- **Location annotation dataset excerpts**

==========

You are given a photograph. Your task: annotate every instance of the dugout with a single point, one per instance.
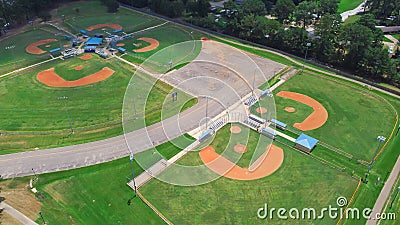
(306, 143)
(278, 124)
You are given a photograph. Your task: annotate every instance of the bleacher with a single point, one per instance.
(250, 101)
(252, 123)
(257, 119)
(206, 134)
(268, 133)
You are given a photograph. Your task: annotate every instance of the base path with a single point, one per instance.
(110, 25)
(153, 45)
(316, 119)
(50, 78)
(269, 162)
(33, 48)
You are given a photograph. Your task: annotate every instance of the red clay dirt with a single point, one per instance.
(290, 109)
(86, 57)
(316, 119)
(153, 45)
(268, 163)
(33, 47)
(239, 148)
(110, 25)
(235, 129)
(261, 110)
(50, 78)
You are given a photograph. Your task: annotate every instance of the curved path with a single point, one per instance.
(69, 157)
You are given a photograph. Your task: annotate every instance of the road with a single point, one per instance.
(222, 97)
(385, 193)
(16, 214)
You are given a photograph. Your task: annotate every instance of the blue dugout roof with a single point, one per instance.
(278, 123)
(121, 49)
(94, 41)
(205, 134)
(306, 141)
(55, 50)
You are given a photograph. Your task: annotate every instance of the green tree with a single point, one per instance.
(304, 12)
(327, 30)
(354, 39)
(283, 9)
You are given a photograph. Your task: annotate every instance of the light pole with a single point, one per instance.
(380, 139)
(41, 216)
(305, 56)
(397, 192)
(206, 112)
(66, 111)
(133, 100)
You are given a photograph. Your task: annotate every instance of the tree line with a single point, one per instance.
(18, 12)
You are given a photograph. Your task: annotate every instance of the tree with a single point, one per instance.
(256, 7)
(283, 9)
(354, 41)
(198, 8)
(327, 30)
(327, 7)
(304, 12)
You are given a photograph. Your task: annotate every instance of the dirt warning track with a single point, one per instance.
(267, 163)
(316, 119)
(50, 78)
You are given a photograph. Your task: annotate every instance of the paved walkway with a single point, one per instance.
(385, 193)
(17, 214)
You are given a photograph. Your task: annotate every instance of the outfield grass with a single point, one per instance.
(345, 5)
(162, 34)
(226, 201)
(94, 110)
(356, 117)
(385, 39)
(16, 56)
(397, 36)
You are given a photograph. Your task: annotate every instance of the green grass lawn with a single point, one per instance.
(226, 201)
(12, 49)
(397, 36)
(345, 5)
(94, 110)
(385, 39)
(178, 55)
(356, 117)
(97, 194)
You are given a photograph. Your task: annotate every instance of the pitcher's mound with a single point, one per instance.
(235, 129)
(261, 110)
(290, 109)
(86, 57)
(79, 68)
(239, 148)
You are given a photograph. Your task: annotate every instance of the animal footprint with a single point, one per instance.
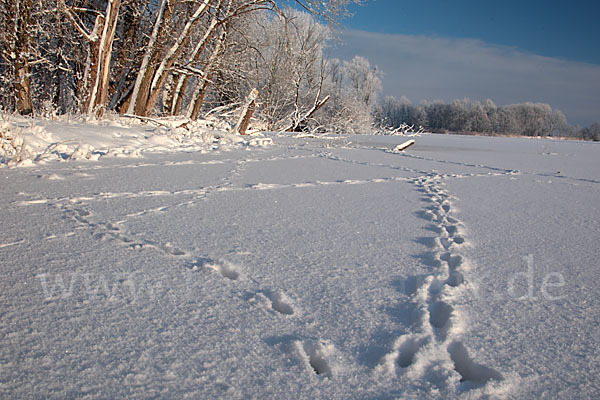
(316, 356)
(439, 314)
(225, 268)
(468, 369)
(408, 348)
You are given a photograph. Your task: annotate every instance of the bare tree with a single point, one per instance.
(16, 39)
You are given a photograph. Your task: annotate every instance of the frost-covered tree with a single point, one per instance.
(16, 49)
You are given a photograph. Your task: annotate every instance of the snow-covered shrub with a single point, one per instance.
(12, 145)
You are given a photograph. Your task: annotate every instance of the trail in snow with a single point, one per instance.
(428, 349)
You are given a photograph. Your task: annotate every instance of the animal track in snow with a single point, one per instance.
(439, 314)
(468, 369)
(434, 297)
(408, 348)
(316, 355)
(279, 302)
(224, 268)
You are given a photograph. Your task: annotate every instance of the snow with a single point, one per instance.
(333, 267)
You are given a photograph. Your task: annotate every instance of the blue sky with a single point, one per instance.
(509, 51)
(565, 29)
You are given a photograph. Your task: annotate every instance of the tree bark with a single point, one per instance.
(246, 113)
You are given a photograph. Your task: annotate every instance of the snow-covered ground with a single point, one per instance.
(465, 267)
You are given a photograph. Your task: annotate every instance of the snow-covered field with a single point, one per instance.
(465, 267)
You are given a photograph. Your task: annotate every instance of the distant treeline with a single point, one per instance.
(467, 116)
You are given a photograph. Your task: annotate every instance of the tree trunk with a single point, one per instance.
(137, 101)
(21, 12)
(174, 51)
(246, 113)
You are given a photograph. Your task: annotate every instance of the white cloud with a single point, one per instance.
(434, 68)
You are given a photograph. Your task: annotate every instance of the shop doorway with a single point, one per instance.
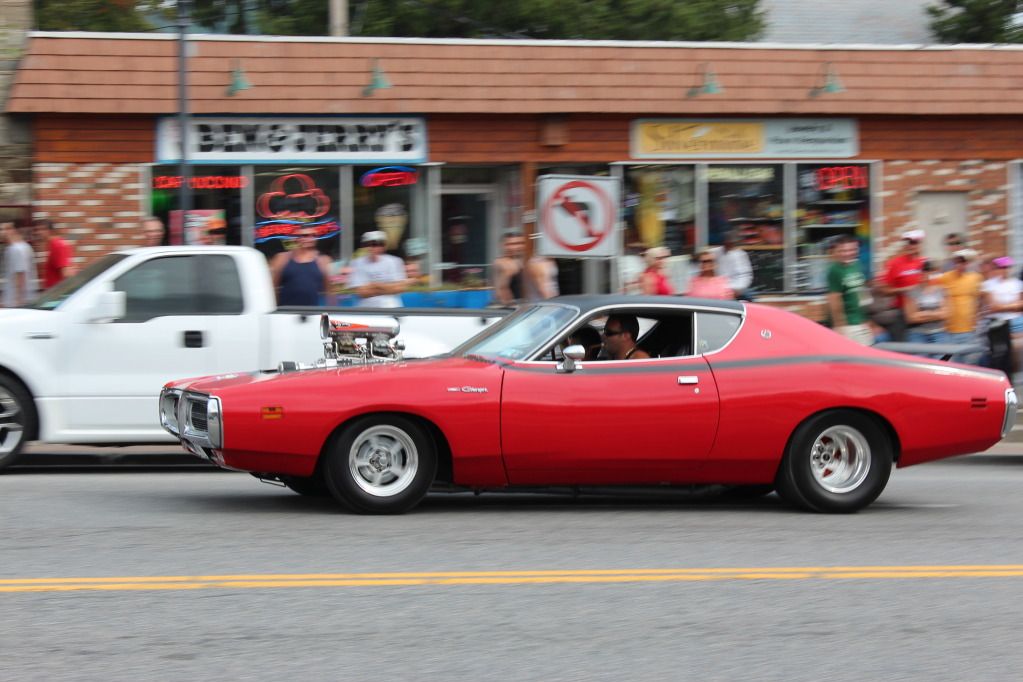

==========

- **Goal**
Repeat the lines of the records verbatim, starting at the line containing "the snow with" and stopping after the final line. Images stay out.

- **The completed task**
You are given a photograph. Your task: annotate every instance of the snow with a single point, one per instance.
(333, 267)
You are given a photograph. Your task: annotate every instance of the blue sky with a single point, one per instance.
(509, 51)
(565, 29)
You are given a photograph. Your task: annotate every instance of the tree bark with a single point, one per instance.
(246, 113)
You are given a photograph. Your task: annotate every instance of the snow-covered ground with a single point, one per instance.
(465, 267)
You are given a photograph. Your task: annotate every instance of the snow-covered field with a single point, one per instance.
(465, 267)
You are given a photograph. Your task: annotate every instance of the distant treeline with a single point, one per instance.
(467, 116)
You are given a photograph. Your task: annotate every instance of the tree trunk with a single point, one per instance.
(137, 101)
(21, 12)
(174, 51)
(246, 113)
You are given a photograph. Your task: annotate every instance of the white cloud with a single point, one per instance.
(434, 68)
You are given a photograph. Your task: annotate every instance of the shop doorway with a single point, one per instance.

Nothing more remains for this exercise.